:: Testo di studio

Ma davvero Dio è venuto nella nostra storia?

Certo, bisogna ammettere che per credere nel Natale oggi bisogna avere molto coraggio. Del Messia i profeti avevano parlato come di colui che avrebbe, a nome di Dio, instaurato un regno di pace e di giustizia destinato a durare per sempre. Come si legge nel libro di Isaia:

«Egli sarà giudice fra le genti/e arbitro fra molti popoli./Spezzeranno le loro spade e ne faranno aratri,/ delle loro lance faranno falci;/una nazione non alzerà più la spada/contro un’altra nazione,/non impareranno più l’arte della guerra» (Is 2,4).

Se si guarda a questa promessa alla luce della escalation della violenza  e dell’ingiustizia di cui siamo stati spettatori in questi mesi e dilaganti anche in questo periodo natalizio, –  si è portati a condividere un racconto della tradizione ebraica, in cui  si narra che un pio ebreo un giorno si recò dal proprio rabbi per confessargli di avere la terribile tentazione di farsi cristiano. «E se fosse davvero venuto?».

Il rabbi, dice il racconto, rimase in silenzio. Con una mano, scostò la tenda e guardò fuori. In strada un povero mendicante cencioso chiedeva l’elemosina, , un uomo picchiava un bambino, un ricco in abiti di lusso passava impettito, riverito da tutti. Lasciò ricadere la tenda e disse: «No, non è venuto».

::::

## [Compiti]
1. Riassumi in due frasi il testo sul Natale.
2. Elenca tutto ciò che il rabbi vede in strada quando scosta la tenda, secondo il testo sul Natale.
3. Prosegui il testo sul Natale dopo la sua ultima frase.

:: Dati mostrati

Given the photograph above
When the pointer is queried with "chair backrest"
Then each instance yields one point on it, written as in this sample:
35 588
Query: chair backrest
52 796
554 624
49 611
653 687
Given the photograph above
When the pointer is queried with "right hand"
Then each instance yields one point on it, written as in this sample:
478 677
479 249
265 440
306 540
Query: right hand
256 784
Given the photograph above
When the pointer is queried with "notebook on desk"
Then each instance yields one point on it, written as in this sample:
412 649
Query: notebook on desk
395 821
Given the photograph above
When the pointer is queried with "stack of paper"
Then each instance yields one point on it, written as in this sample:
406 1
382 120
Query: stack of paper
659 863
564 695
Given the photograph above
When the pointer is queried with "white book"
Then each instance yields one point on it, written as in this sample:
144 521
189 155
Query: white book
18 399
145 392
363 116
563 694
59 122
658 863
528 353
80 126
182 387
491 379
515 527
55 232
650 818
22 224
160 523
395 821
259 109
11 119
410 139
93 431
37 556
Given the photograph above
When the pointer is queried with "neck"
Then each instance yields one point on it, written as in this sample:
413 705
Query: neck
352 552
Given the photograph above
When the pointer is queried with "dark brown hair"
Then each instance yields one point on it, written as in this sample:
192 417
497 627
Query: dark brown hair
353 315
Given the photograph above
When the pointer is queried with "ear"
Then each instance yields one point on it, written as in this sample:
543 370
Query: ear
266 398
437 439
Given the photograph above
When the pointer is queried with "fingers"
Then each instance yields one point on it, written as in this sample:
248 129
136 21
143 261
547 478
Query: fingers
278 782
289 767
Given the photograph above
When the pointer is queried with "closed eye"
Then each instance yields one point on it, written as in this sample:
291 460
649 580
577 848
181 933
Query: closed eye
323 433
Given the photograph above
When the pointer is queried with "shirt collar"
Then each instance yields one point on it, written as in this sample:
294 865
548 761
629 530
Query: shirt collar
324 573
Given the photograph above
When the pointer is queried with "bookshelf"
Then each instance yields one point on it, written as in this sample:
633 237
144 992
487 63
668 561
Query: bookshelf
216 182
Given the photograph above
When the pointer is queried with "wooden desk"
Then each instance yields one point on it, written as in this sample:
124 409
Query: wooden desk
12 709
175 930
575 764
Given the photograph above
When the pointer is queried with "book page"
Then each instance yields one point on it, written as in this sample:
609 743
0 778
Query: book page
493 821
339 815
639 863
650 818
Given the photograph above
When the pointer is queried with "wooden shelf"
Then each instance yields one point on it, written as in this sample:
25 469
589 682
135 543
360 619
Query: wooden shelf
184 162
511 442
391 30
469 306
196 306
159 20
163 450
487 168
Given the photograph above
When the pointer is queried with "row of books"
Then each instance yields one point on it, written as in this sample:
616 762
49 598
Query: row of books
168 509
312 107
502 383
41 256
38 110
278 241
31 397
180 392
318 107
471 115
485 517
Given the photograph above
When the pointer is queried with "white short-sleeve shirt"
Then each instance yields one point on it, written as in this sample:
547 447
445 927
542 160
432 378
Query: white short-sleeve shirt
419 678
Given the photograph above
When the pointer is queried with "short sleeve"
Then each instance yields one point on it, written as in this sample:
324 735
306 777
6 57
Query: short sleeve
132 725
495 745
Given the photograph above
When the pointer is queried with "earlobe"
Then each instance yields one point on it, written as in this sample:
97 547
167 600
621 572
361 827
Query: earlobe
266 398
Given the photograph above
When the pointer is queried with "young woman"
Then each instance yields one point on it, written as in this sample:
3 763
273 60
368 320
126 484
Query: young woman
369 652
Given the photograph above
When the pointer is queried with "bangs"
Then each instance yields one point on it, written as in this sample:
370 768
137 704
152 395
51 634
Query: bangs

::::

## [Soluzioni]
1. Il testo sul Natale afferma che oggi per credere nel Natale bisogna avere molto coraggio e ricorda che i profeti, come si legge in Isaia, avevano annunciato il Messia come colui che avrebbe instaurato a nome di Dio un regno di pace e di giustizia destinato a durare per sempre. Guardando a questa promessa alla luce della violenza e dell'ingiustizia di questi mesi, il testo richiama un racconto ebraico in cui un rabbi, dopo aver guardato la strada dalla finestra, risponde a un pio ebreo tentato di farsi cristiano che il Messia non è venuto.

2.
- Un povero mendicante cencioso che chiedeva l'elemosina
- Un uomo che picchiava un bambino
- Un ricco in abiti di lusso che passava impettito, riverito da tutti

3.
Possiamo ancora credere nel Natale oggi, dopo quello che è successo a, che continua a succedere, in Ucraina, a Gaza? Non siamo costretti anche noi, come il saggio rabbi ebreo, a constatare con rassegnata tristezza: «No, non è venuto»?

A metterci in guardia dall’equivoco è la festa, subito seguente a quella del Natale, in cui si ricorda la strage degli innocenti. Il vangelo non ha mai avallato l’illusione che la nascita di Gesù dovesse eliminare il male dalla storia con un colpo di bacchetta magica. E le stesse condizioni di questa nascita, nella emarginazione e nella povertà, con la successiva fuga in Egitto, da povero rifugiato, la smentivano evidentemente.

Il Natale non segna l’avvento del Messia vittorioso atteso dalla maggior parte degli ebrei. In tutta la sua missione Gesù ha voluto prendere decisamente le distanze da questa figura. E la parabola del grano e della zizzania, destinati a crescere insieme fino alla fine dei tempi, è più eloquente di qualunque filosofia della storia.

Dio è venuto tra noi mettendosi dalla parte dei civili ucraini torturati e uccisi a Bucha, dei palestinesi bombardati, cacciati dalla loro terra, massacrati, degli sfollati del Sudan, dei migranti trattenuti nei campi di tensione libici o annegati nel Mediterraneo.

Il silenzio del Natale

Ma il Natale significa che nella profondità della storia operano ormai forze che non fanno rumore – come sono quelle della verità e dell’amore – e che, a dispetto  della loro apparente irrilevanza, continuano l’evento salvifico della venuta di Dio nel nostro mondo.

Oggi siamo tentati di credere che la storia stia dando ragione ai terroristi, agli arroganti, ai narcisisti, e che la sola possibilità di opporsi a loro  è di farlo con lo stesso spirito di odio e di violenza. Il Natale ci sfida a rifiutare questa logica. In realtà, la sola cosa peggiore di un mondo dove i fanatici e i prepotenti dilagano sarebbe un mondo dove, per combatterli, noi stessi ci riduciamo a diventare come loro.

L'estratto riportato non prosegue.